*** Document segment ***
Again, I checked when they reported that issue in the other thread. The Spanish listings on USA and TruTV were NOT coming from Gracenote's feed for those channels. The same when INSP was showing the listings for Inspiration TV, I checked the feed that night and every update Gracenote pushed earlier that day, their listings for INSP were just fine, at no point did Gracenote replace INSP's listings with Inspiration TV's listings that day.

Gracenote does provide programs in other languages like Spanish, French, Italian, German, and others but they all have different SeriesIDs and ProgramIDs from the English ones, which are not associated with the StationIDs for USA and TruTV.
For example Miss Congeniality:
The English ProgramID is: MV001011320000
The Spanish ProgramID is: MV001074700000
It's kind of complicated to explain in depth, but the way Gracenote's data is structured each StationID has a schedule that points to a specifc ProgramID for the episode or movie airing in that timeslot. In order for Dish to get the Spanish descriptions to appear they would have had to manually modify the data after Gracenote sent it to them and replace the English ProgramID for those timeslots with the Spanish ProgramID. So yes, it's possible that Dish didn't enter the Spanish descriptions, but they would have had to do something to alter the data to get the Spanish descriptions to appear on channels like USA and TruTV.



James Long said:


> Trying to figure out a problem in a data feed when the data is no longer available is difficult.


As I mentioned before in other threads, I deal with listings on a regular basis, so for me this isn't difficult at all. I have direct access to Gracenote's feed to check these things. If you or any others spot any more "weirdness" continue to post the date and time you saw it and I'll check for you.


----------



## Michael P (Oct 27, 2004)

I saved the "Big Bang" episode and it showed up in my older Big Bang Theory folder at the bottom of season 5 with no episode number instead of with the rest of the current season's shows.
*** Data extract ***
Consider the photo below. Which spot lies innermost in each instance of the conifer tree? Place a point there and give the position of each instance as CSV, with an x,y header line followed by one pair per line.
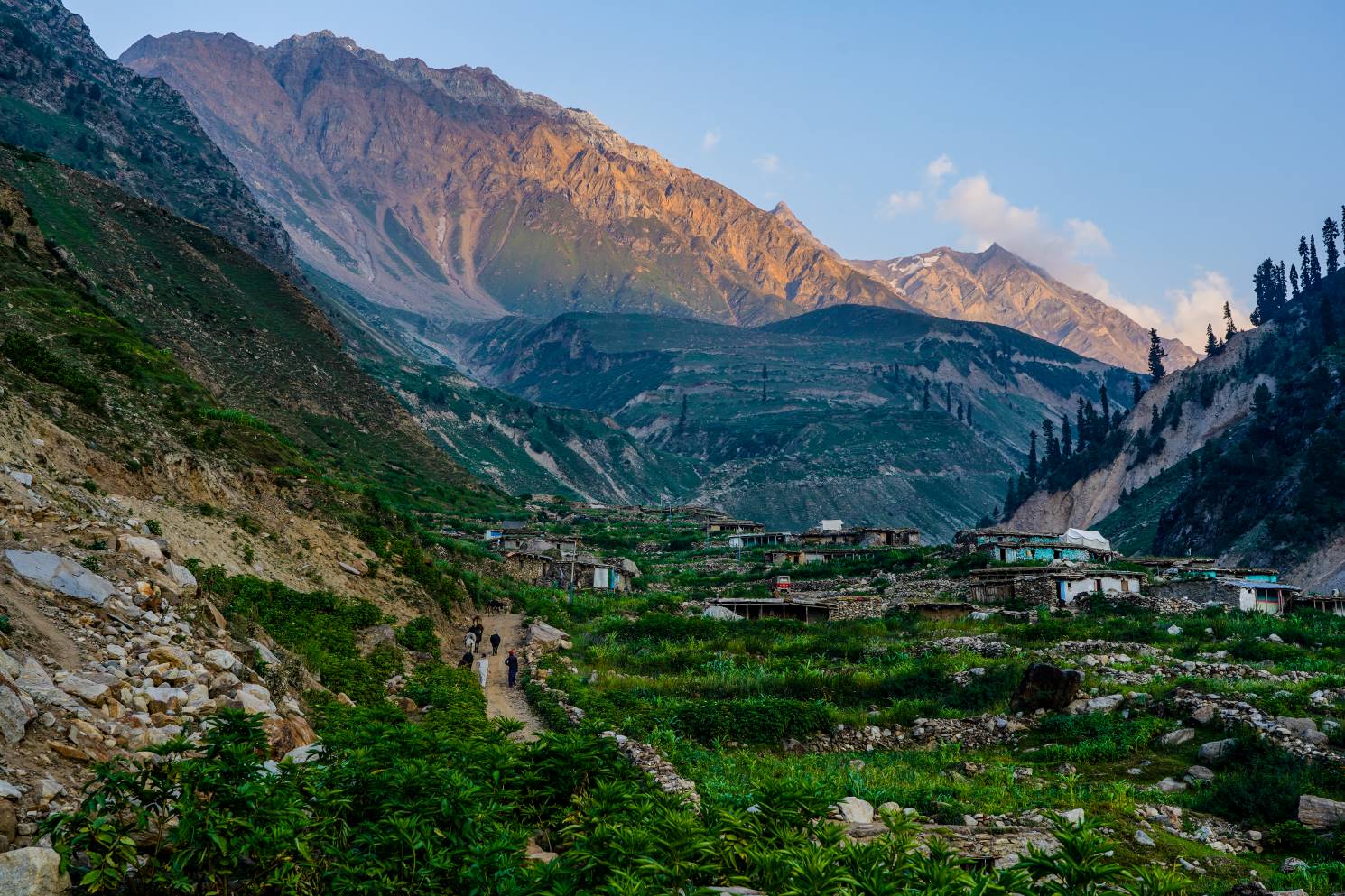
***
Given instruction: Update the Gracenote listings post starting with "For example Miss" and going on through "available is difficult.", writing "DISH Network" wherever "Dish" appears.

Answer to this problem:
For example Miss Congeniality:
The English ProgramID is: MV001011320000
The Spanish ProgramID is: MV001074700000
It's kind of complicated to explain in depth, but the way Gracenote's data is structured each StationID has a schedule that points to a specifc ProgramID for the episode or movie airing in that timeslot. In order for DISH Network to get the Spanish descriptions to appear they would have had to manually modify the data after Gracenote sent it to them and replace the English ProgramID for those timeslots with the Spanish ProgramID. So yes, it's possible that DISH Network didn't enter the Spanish descriptions, but they would have had to do something to alter the data to get the Spanish descriptions to appear on channels like USA and TruTV.



James Long said:


> Trying to figure out a problem in a data feed when the data is no longer available is difficult.